### Given text:
# # #

'Sin tax' could bring in OMR100 million a year for Oman

Business Tuesday 13/November/2018 20:50 PM
By: Times News Service
'Sin tax' could bring in OMR100 million a year for Oman

Muscat:The Sultanate could add at least OMR100 million to its coffers from the “sin tax” every year, according to the Head of the Economic and Financial Committee at the Shura Council, Dr. Saleh bin Said Masan.
On Tuesday, the State Council and the Shura Council met to discuss the “sin tax” proposal on unhealthy products such as cigarettes, certain beverages, and energy drinks, specifically the four articles over which the two parties disagreed. After the meeting, Masan said: “The implementation of this law will expand the tax base by providing the public budget with new tax revenue expected to reach OMR100 million per year.”
Regarding the expected effects of the selective tax, Masan said: “The expected effects are positive as the main principles of this legislation are based on the rationalisation of consumption patterns of some goods harmful to the environment and public health.”

# # #

### Goal of the exercise:
Reproduce word for word the stretch of the Oman sin tax article that opens with the words containing "Business Tuesday 13/November/2018" and closes with "bin Said Masan.".

### Extracted entries:
# # #

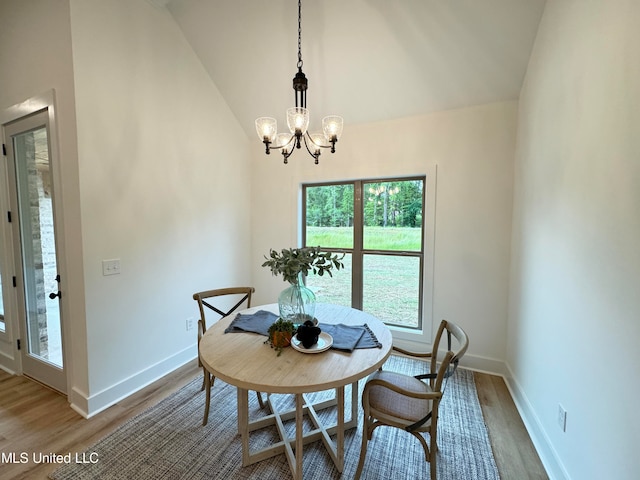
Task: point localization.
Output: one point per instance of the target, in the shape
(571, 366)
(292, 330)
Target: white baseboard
(88, 406)
(548, 456)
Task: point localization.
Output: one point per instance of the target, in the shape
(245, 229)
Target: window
(378, 224)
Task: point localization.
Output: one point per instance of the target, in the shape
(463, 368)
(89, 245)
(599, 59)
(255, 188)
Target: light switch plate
(111, 267)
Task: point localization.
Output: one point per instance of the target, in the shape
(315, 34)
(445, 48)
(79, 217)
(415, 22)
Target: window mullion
(356, 265)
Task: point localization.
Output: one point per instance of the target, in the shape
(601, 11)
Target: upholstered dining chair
(412, 403)
(239, 295)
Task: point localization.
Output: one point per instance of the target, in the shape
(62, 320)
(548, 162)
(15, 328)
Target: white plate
(324, 343)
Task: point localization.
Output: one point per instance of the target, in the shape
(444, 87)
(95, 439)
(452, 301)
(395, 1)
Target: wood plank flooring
(36, 419)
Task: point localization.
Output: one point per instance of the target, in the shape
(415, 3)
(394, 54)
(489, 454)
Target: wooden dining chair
(239, 295)
(412, 403)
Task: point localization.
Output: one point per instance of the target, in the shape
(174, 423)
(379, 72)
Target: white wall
(163, 170)
(473, 149)
(574, 303)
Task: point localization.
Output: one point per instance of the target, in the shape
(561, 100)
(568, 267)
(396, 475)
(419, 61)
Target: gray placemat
(350, 337)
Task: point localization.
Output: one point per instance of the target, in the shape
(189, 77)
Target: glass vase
(297, 303)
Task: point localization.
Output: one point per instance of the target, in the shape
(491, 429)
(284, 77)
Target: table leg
(243, 423)
(299, 436)
(340, 433)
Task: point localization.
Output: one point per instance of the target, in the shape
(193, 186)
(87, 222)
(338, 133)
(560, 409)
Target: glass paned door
(2, 324)
(37, 240)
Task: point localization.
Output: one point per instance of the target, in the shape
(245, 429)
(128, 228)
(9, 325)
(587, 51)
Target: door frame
(12, 358)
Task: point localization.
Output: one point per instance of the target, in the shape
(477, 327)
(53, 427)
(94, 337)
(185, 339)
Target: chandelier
(298, 120)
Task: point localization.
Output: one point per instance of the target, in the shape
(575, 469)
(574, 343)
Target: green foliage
(385, 204)
(375, 238)
(290, 262)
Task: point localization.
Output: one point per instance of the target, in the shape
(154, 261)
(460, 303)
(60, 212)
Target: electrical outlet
(190, 323)
(562, 418)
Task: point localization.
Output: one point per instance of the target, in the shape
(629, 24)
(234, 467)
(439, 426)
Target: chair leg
(260, 401)
(432, 464)
(208, 380)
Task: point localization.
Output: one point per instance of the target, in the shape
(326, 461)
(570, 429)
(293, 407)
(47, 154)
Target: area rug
(168, 441)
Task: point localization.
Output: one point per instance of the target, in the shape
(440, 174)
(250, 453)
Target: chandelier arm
(314, 155)
(300, 88)
(311, 140)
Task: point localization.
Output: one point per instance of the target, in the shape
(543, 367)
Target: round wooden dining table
(245, 361)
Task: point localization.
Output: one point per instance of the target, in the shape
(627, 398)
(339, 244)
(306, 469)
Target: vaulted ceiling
(367, 60)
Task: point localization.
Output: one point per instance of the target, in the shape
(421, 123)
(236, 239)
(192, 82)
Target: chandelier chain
(299, 34)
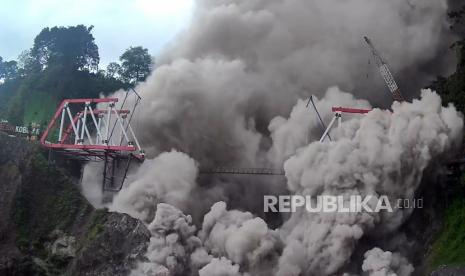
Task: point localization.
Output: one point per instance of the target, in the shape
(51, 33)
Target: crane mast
(385, 73)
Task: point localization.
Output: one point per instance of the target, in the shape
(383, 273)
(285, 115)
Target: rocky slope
(48, 228)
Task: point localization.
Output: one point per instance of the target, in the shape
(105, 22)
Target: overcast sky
(118, 24)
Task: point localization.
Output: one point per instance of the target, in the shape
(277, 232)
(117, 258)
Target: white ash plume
(171, 245)
(380, 153)
(241, 64)
(242, 238)
(221, 267)
(384, 263)
(385, 156)
(168, 178)
(303, 125)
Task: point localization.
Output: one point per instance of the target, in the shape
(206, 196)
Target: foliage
(113, 70)
(8, 69)
(448, 247)
(71, 47)
(135, 64)
(452, 88)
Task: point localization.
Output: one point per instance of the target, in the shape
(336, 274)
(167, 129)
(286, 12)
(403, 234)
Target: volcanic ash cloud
(380, 153)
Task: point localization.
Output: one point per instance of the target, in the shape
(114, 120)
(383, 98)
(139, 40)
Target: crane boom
(385, 72)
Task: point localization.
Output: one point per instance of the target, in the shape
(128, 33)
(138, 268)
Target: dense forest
(63, 63)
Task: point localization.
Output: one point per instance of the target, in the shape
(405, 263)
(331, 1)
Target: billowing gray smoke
(383, 153)
(232, 91)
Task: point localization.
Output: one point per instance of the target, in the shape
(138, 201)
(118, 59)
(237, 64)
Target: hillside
(48, 228)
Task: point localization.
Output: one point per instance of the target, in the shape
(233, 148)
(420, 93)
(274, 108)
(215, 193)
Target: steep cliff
(48, 228)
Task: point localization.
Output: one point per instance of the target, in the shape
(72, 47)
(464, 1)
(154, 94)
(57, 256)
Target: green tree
(69, 47)
(27, 64)
(8, 69)
(136, 64)
(113, 70)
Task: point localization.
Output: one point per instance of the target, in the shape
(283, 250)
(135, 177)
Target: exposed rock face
(121, 242)
(48, 228)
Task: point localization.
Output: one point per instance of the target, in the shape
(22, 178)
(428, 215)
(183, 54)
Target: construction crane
(385, 73)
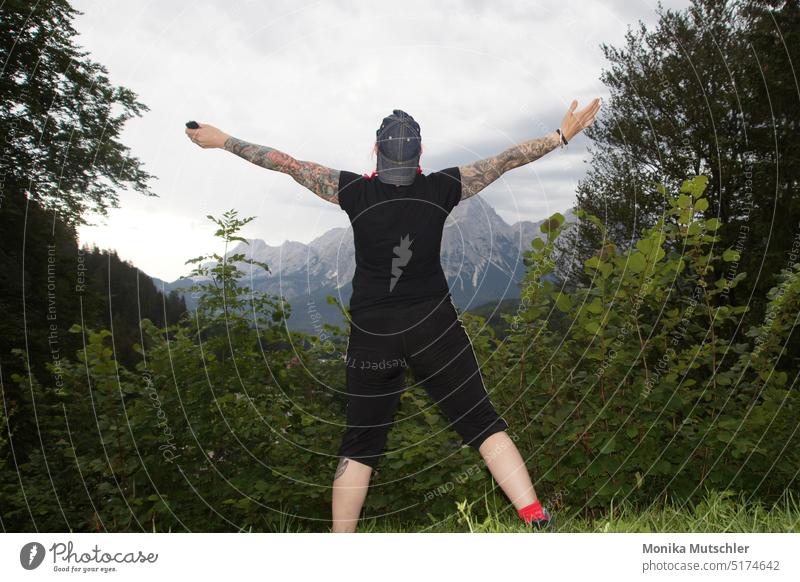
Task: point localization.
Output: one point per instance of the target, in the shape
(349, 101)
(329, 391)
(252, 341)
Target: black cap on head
(399, 148)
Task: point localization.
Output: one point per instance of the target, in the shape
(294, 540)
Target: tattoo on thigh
(341, 468)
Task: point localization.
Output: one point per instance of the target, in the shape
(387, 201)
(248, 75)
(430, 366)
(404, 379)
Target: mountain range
(482, 258)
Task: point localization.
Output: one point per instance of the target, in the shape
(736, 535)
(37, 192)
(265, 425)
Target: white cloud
(314, 79)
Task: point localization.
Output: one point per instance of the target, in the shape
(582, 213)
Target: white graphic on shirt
(402, 256)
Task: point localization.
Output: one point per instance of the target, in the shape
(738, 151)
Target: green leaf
(563, 303)
(636, 262)
(684, 201)
(730, 255)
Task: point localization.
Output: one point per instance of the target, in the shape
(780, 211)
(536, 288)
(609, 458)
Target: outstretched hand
(207, 136)
(576, 121)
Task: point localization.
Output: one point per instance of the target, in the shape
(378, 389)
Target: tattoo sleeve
(475, 177)
(322, 181)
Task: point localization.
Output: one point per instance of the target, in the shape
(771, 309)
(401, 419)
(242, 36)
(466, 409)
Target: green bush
(626, 391)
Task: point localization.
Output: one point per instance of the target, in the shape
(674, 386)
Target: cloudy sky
(314, 79)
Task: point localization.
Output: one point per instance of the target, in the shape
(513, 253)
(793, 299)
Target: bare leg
(349, 491)
(508, 469)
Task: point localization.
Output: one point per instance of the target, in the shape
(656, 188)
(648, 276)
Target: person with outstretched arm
(402, 313)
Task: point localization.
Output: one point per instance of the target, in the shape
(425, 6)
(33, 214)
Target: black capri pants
(429, 338)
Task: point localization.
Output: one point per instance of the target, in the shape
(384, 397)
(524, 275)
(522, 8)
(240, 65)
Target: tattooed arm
(322, 181)
(475, 177)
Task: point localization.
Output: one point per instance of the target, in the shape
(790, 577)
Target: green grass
(716, 512)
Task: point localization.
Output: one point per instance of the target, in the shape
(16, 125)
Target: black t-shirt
(397, 231)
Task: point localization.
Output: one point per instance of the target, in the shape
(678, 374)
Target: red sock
(531, 512)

# # #

### Solution for this exercise:
Business Tuesday 13/November/2018 20:50 PM
By: Times News Service
'Sin tax' could bring in OMR100 million a year for Oman

Muscat:The Sultanate could add at least OMR100 million to its coffers from the “sin tax” every year, according to the Head of the Economic and Financial Committee at the Shura Council, Dr. Saleh bin Said Masan.